** Opening AVAILABLE DATA block **
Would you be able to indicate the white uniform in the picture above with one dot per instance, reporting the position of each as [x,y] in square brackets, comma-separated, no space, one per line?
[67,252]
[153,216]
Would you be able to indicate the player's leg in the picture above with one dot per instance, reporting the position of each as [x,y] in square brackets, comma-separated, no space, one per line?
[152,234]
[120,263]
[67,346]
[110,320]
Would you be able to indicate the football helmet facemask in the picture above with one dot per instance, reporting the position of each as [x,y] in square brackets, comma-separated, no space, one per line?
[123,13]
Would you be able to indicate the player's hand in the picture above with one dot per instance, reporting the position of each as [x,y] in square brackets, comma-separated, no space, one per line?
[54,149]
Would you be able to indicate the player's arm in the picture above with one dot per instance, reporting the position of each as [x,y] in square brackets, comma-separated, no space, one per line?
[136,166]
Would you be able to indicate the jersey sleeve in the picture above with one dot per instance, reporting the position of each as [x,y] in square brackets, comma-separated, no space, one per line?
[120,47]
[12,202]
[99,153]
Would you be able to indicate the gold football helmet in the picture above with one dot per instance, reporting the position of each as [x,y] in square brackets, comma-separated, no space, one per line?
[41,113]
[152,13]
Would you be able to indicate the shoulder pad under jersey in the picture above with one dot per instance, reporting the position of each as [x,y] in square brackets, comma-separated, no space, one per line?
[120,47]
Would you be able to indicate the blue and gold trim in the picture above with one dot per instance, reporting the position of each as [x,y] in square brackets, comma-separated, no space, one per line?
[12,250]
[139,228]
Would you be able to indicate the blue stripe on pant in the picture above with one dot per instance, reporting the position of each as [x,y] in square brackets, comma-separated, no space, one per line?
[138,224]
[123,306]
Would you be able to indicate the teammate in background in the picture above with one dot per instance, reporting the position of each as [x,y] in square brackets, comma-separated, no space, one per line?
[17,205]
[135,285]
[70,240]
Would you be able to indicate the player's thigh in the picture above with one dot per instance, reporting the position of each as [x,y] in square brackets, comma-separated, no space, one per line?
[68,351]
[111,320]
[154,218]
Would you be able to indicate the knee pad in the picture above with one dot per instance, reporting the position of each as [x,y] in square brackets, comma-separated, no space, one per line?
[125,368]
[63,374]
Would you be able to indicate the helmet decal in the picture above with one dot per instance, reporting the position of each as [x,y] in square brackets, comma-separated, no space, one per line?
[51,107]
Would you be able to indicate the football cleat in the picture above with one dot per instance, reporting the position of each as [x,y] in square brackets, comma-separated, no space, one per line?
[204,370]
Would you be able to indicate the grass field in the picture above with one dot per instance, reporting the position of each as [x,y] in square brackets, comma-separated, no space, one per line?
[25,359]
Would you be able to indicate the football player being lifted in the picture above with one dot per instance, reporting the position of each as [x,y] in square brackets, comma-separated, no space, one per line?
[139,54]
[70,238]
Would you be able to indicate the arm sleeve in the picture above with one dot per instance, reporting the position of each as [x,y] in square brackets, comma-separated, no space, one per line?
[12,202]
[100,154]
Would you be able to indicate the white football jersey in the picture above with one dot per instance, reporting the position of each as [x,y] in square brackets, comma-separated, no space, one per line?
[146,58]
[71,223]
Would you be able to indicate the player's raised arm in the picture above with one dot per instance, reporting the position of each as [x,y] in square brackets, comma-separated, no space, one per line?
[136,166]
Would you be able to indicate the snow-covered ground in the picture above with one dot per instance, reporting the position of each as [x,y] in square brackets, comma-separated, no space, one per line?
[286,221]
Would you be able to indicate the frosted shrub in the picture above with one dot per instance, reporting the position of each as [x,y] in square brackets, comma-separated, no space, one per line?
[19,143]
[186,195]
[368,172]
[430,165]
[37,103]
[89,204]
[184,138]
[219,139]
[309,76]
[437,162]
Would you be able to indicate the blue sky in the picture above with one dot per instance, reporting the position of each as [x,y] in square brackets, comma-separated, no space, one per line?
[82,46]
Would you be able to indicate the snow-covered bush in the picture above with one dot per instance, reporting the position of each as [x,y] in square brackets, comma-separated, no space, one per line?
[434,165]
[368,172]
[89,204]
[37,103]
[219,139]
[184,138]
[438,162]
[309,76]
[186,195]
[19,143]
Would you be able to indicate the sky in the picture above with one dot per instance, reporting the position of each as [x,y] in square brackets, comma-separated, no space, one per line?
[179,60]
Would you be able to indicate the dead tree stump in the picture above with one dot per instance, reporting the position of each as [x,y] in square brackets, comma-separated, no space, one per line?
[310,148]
** Closing AVAILABLE DATA block **
**WHAT TO DO**
Reproduce all of the entries verbatim.

**WRITTEN REPLY**
Would you be able to indicate the white uniform in the picture above with one dot per instance, reporting the position of each as [x,y] in square brackets, comma-separated, no space, one per line?
[67,252]
[153,216]
Would you be able to indicate the player's leg in the picture above with one dot per instance, reporting the position of each as [x,y] in square brackets, comma-separated, no space, one per line?
[152,234]
[120,263]
[67,346]
[110,320]
Would you be able to indicate the football helmet facemask in the picture above with one dot per instance, reporting the position of each as [x,y] in square brackets, comma-separated, no space, one per line?
[123,13]
Would you be able to indicate the player's hand in the picture above with one dot per instance, reporting the position of each as [x,y] in square brackets, comma-separated, no space, one per line?
[54,149]
Would you be able to indicate the player's arm in the picture above with one dot per instance, reporting the position of each as [x,y] in square brackets, comma-separated, no space, one per line?
[136,166]
Would you be able to indicate the jersey sleeve in the picture above with one dot per instance, reporting the position of each as [x,y] in square brackets, comma-separated, no space, one per line?
[120,47]
[12,202]
[99,153]
Would you be able to indicate the gold football helmet in the picture above with one dot per instance, reporting the position of each as [x,y] in square brackets, comma-separated, no space, one per line?
[41,113]
[152,13]
Would you be able to indicate the shoulder pad under jersey in the picture above with one dot per instance, reporting the position of each as [x,y] in square brackets, comma-separated, no space, one per line?
[120,47]
Would you be able to indicate the blue and gold trim in the picture above with one dot per instance, reporting the position of each as [x,y] in square brackets, comma-separated, no space, one per line?
[12,250]
[139,228]
Would you be able to indicate the blue stripe on pant in the picture above with one dot per instance, reporting the position of each as [x,y] in square brackets, comma-separated, no space, one per line?
[138,224]
[123,306]
Would you be able to indicate the teammate in background in the picture above with one dot per instance, reporting the position of each as [x,y] in square brackets, comma-separated, no space, one per line?
[17,205]
[135,285]
[70,240]
Would you be able to indicate the player's thigh in the picture above with one dot per instance, reporting the position of each as [x,y] in square brackets, comma-separated, no space, one per line?
[68,351]
[111,320]
[154,218]
Would you be able to indicate the knee pad in the picture above with one dot per instance, reporting the position of each as [x,y] in square brackets, comma-separated, no space, one per line?
[125,368]
[63,374]
Would you be able to indicate the helmet decal in the picture above with one dot per instance, reporting the position of each as [x,y] in square brackets, comma-separated, no space, one per line?
[51,107]
Would you be able to indicate the football cleat in the picture above with one dot per instance, reporting the position of each as [x,y] in square brackets, comma-separated, no space, one per line?
[204,370]
Would you be able to indicate the grass field in the picture above with one dot per instance, reporting the position of each as [x,y] in square brackets, comma-separated, no space, one per line?
[25,359]
Would you be able to indicate the football player being lifted in the picture above with one dot per instance, reporting the position of each as [x,y] in square brackets, comma-separated, no space, one per line?
[139,54]
[70,238]
Would you be able to indicate the arm sleeve in the picture above with one dot per instance, reporting the position of each as [x,y] in square brackets, comma-separated, no space, one per line?
[12,202]
[100,154]
Would you be able to indicate the white football jersey in the picture above with one dot per instance, reporting the position of each as [x,y] in square brackets, comma-separated, no space, one per line?
[146,58]
[71,223]
Would you be able to indicate the player's raised arm in the picture above with one dot per instance, reporting the position of each as [x,y] in square brackets, comma-separated, no space, one per line?
[136,166]
Would you be able to indicate the snow-covered ground in the picture above with one dot per instance, reporting the position of each as [x,y] in square brackets, comma-separated, no space, one per line?
[286,221]
Would you be able to indicate the frosted shrub in the picture above with one dot per instance, reporting the position of each as [x,y] in square brackets, comma-separated, no space, one per line?
[19,143]
[186,195]
[368,172]
[430,165]
[37,103]
[89,204]
[184,138]
[219,139]
[309,76]
[437,162]
Would you be able to indicate the blue sky in the picture above with one dot per instance, reporting the position of each as [x,y] in square brackets, comma-separated, no space, one per line?
[82,46]
Would you be able to indicate the snow-covered bush in the picture above with one dot per instance, reporting the position of each as [x,y] in square brackets, comma-separated, no space, one per line?
[434,165]
[368,172]
[89,204]
[37,103]
[219,139]
[184,138]
[438,162]
[309,76]
[186,195]
[19,143]
Would you be able to indicate the sky in the picture above with one dot per instance, reporting the position of each as [x,y] in square brackets, comma-separated, no space, one per line?
[179,60]
Would you be able to indicate the dead tree stump in the picture above with one dot per instance, reporting the position of each as [x,y] in square brackets, comma-separated, no space, one per line?
[310,148]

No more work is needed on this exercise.